> **Work instructions**:
Could you show every line below that contains the word "lamppost"? The match is case-sensitive.

Excerpts of pointing data
(begin)

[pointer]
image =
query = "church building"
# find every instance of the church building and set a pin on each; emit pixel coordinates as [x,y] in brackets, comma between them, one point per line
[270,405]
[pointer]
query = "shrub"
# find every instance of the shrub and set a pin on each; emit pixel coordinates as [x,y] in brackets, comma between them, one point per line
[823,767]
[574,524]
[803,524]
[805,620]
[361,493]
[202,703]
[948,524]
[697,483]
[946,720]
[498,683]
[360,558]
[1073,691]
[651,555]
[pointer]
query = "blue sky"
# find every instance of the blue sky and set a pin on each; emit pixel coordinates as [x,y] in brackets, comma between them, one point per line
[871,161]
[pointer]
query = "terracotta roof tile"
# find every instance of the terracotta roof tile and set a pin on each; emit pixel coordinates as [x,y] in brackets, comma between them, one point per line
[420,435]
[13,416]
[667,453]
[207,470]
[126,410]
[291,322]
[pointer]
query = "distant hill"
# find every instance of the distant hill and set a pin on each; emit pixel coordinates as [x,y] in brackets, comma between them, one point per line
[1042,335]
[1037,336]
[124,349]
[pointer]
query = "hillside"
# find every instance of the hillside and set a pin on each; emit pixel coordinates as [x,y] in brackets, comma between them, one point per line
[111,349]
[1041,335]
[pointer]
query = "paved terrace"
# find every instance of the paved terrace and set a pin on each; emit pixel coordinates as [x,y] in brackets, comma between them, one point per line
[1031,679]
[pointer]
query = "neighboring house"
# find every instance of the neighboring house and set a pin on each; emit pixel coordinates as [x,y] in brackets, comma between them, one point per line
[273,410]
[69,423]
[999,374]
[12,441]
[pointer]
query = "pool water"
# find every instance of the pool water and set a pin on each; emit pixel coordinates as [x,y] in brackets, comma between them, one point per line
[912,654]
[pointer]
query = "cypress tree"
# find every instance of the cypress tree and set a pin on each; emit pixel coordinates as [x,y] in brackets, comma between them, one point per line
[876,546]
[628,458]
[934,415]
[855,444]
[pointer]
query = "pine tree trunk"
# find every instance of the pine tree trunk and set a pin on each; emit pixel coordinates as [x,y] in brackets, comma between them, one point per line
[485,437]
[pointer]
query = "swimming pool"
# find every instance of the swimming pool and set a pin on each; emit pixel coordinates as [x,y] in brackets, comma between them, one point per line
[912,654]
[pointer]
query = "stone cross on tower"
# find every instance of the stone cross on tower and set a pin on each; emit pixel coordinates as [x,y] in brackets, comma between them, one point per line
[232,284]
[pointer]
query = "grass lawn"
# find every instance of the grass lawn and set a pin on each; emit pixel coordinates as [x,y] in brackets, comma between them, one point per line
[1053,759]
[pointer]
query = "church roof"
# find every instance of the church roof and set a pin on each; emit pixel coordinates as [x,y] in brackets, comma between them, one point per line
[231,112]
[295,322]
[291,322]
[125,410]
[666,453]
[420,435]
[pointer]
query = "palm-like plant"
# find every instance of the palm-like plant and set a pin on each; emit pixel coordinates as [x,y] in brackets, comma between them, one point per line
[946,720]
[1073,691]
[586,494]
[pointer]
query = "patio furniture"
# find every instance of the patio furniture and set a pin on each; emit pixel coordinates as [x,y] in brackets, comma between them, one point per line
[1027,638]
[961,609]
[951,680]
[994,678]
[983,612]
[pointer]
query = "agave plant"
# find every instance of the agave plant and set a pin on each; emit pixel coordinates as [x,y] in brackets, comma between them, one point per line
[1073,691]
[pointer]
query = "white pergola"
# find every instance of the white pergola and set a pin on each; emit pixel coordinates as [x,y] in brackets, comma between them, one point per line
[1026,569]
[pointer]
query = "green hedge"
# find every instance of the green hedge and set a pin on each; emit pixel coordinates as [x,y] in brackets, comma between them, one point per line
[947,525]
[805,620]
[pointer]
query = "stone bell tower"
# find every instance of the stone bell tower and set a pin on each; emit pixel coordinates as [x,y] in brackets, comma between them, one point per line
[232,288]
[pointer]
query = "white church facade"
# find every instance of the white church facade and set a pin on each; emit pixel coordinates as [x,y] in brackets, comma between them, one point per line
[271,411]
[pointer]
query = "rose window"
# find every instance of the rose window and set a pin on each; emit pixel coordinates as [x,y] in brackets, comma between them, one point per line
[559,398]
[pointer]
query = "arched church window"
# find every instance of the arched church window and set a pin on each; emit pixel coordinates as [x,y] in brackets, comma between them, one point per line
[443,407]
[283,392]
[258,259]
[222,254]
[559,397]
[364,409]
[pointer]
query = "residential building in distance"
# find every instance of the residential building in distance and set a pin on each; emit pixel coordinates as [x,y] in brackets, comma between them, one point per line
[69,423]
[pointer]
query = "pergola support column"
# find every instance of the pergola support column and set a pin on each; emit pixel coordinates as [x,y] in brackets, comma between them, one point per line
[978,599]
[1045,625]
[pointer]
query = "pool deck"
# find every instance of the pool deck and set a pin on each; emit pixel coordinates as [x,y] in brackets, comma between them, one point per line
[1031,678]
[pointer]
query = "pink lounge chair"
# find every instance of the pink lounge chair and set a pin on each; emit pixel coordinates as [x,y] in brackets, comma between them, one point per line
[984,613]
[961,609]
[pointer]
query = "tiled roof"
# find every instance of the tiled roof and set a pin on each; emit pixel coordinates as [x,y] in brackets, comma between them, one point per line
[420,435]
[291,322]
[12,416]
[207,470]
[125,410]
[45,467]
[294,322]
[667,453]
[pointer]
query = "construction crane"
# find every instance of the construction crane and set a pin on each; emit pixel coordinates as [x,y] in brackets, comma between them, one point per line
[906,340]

(end)
(begin)

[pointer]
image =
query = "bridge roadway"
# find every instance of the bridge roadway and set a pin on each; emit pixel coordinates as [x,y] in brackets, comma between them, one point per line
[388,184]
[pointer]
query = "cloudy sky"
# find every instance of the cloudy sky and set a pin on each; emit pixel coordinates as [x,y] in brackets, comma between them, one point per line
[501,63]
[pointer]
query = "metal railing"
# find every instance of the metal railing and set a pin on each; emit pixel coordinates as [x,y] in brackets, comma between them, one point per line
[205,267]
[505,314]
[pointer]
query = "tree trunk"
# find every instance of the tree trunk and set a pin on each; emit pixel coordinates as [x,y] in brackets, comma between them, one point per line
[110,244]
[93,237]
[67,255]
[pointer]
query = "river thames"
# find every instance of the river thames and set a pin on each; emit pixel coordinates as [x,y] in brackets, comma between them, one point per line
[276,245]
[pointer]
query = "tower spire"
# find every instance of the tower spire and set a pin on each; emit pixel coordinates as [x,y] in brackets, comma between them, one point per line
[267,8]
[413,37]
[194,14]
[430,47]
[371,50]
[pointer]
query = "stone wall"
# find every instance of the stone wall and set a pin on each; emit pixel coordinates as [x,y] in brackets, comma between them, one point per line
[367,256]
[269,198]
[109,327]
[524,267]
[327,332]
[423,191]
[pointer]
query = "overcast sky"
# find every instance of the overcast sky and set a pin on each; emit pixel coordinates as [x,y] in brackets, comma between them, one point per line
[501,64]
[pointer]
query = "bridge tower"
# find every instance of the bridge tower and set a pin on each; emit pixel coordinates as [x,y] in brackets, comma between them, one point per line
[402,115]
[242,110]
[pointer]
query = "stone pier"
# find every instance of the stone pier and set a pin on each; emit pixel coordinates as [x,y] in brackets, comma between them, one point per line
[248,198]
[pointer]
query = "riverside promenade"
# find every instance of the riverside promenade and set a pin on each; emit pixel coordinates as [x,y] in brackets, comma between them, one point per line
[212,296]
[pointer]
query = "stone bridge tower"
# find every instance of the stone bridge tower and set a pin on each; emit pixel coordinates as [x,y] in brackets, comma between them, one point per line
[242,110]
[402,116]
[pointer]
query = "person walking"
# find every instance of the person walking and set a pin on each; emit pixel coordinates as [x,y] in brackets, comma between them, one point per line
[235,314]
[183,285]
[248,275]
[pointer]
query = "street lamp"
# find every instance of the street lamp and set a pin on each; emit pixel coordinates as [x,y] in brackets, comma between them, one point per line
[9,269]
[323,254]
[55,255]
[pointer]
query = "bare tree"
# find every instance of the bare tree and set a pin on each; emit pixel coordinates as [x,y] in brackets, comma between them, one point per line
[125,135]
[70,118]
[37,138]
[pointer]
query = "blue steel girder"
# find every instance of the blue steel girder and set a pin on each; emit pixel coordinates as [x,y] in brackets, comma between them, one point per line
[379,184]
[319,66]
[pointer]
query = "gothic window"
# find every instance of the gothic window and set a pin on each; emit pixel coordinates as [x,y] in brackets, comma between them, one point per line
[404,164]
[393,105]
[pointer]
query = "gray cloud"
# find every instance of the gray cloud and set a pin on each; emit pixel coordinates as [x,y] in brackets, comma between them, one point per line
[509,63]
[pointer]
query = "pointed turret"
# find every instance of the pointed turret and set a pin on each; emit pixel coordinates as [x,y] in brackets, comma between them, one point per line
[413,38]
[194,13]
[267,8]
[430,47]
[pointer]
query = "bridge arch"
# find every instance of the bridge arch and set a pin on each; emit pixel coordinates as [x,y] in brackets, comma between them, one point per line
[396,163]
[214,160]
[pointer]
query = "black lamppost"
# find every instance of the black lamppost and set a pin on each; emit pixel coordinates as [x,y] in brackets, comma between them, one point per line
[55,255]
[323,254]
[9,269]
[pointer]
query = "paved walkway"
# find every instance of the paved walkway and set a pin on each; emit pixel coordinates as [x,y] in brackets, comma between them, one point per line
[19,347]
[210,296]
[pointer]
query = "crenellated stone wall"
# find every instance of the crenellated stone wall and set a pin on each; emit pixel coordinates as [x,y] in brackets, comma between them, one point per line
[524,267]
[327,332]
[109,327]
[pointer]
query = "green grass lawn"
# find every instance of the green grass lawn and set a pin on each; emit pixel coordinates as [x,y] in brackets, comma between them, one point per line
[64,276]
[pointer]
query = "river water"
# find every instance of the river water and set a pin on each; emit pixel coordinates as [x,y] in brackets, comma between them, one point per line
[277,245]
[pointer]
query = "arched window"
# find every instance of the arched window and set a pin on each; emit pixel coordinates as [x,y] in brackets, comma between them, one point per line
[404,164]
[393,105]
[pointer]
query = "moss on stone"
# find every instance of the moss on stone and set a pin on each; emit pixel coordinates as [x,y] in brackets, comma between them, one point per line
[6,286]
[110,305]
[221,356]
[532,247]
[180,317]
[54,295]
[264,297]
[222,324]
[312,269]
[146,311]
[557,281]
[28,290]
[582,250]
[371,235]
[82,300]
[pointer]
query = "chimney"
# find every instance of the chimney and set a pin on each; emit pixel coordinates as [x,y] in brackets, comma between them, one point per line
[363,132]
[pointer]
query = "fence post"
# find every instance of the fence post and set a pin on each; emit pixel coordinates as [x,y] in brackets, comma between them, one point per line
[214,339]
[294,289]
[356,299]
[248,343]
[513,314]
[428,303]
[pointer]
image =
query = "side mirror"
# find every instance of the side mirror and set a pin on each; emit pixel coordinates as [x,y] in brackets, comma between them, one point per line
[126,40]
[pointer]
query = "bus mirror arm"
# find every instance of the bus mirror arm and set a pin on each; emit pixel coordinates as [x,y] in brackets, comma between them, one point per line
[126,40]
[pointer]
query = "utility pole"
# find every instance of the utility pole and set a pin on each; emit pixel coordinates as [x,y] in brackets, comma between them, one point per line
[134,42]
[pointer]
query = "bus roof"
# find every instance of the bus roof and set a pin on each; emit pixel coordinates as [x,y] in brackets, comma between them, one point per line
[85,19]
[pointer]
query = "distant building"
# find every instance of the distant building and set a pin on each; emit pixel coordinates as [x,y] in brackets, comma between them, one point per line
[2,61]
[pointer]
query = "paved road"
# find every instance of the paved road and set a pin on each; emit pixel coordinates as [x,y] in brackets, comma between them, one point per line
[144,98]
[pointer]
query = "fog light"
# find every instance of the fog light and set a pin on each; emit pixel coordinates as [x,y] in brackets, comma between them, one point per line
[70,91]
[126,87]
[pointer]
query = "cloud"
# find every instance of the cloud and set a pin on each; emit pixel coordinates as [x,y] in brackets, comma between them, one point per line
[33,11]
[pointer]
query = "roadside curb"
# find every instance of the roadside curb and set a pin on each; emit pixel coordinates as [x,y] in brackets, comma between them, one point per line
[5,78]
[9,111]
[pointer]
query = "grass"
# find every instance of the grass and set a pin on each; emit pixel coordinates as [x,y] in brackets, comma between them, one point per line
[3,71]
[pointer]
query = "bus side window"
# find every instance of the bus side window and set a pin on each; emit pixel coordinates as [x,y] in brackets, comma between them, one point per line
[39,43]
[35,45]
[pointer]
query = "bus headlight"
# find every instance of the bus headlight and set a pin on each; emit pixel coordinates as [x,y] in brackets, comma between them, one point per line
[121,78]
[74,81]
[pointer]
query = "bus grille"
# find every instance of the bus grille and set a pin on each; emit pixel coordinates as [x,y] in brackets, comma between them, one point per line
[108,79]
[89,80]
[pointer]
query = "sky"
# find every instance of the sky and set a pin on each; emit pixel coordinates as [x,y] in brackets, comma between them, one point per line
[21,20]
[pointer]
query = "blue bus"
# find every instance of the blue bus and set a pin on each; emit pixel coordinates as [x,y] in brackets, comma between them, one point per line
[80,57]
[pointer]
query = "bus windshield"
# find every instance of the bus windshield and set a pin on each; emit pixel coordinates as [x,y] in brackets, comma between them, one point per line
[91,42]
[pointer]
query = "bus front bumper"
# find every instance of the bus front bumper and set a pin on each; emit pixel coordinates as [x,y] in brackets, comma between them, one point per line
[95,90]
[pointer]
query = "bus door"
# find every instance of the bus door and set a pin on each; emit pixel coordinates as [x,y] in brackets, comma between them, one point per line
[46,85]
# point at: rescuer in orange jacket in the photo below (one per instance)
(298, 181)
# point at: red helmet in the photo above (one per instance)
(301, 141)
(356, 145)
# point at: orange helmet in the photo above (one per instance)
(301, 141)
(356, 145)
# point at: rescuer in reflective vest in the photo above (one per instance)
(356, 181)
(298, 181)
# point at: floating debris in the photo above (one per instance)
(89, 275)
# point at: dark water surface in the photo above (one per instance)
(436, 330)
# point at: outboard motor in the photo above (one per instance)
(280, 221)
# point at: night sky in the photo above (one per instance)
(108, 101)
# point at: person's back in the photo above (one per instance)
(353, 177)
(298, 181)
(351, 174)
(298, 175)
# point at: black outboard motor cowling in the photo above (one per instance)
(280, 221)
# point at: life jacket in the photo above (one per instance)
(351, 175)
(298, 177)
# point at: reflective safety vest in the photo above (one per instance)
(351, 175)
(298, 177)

(end)
(begin)

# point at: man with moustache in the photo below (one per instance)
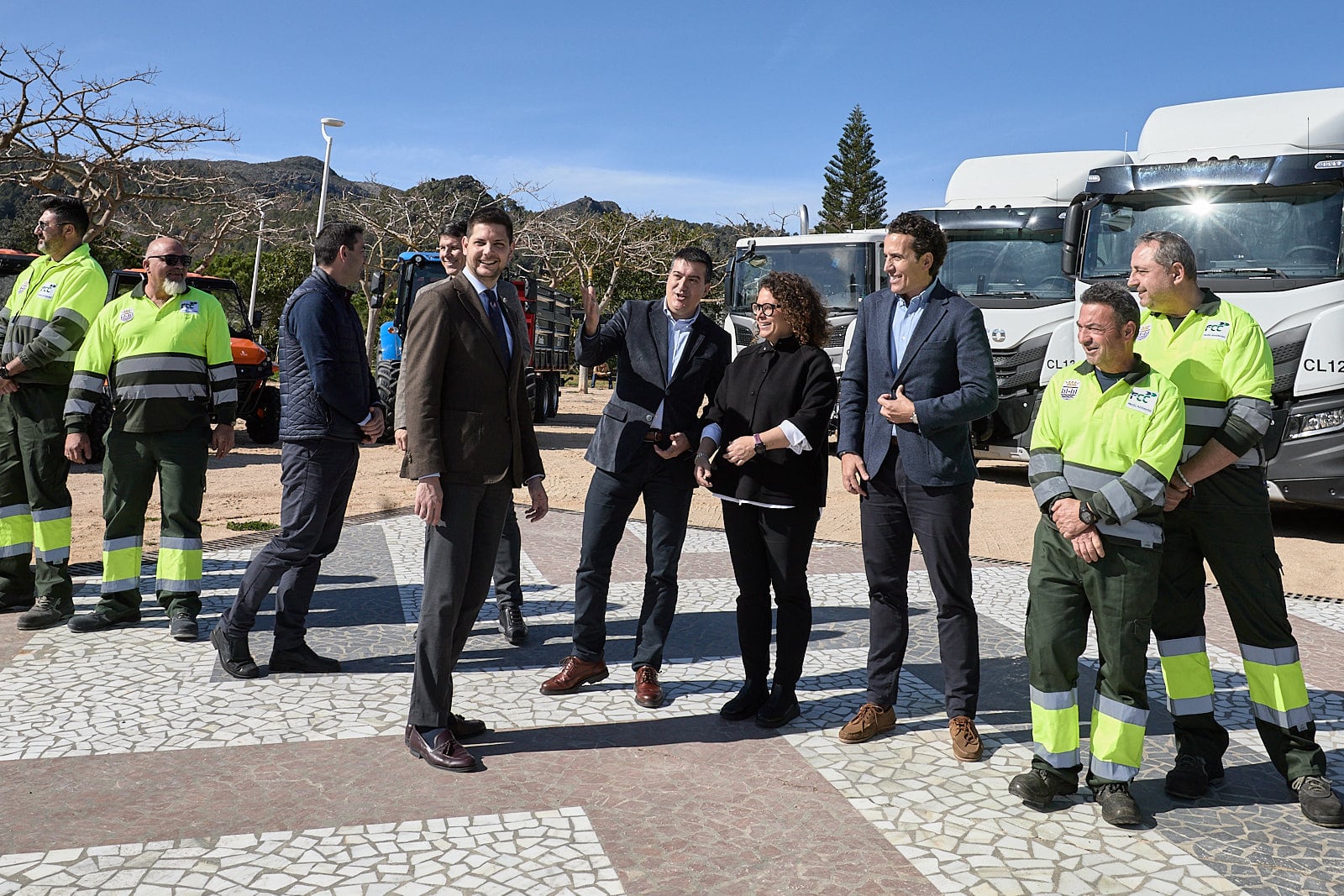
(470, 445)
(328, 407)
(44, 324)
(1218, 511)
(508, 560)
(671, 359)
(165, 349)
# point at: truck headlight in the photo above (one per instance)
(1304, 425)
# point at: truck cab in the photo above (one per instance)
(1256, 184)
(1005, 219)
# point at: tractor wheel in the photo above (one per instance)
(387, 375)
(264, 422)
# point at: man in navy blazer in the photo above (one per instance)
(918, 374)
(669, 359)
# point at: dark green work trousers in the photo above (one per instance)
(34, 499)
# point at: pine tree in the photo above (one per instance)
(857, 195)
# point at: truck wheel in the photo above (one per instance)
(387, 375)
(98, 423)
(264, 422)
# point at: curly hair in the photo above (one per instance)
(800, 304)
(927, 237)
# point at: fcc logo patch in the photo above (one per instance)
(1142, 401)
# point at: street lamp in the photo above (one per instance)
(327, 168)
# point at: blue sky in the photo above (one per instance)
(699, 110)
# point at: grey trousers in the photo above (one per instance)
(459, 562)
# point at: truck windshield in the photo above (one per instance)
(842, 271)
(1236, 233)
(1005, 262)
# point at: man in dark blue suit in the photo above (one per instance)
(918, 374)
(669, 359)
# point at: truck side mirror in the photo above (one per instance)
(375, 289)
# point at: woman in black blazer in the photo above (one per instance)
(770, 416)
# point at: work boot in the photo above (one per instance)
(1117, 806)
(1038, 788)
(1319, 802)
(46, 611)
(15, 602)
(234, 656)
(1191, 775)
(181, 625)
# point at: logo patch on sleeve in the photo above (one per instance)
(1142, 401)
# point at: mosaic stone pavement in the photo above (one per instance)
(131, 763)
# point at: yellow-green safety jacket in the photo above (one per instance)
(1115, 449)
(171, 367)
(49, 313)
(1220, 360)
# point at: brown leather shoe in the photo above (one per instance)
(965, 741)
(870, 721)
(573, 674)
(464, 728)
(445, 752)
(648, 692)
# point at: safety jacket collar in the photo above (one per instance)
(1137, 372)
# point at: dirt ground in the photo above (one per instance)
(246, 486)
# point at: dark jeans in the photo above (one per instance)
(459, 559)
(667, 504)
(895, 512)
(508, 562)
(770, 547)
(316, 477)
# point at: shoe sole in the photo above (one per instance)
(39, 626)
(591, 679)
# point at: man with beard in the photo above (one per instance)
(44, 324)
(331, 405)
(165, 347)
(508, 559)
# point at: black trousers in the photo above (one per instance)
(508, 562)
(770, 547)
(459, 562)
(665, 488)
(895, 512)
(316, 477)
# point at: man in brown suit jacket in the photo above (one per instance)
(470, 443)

(end)

> **Problem solution**:
query = "black lamppost"
# find every instance of the black lamppost and set a pin on each; emit pixel coordinates as [x,y] in brackets, comma between them, one point per line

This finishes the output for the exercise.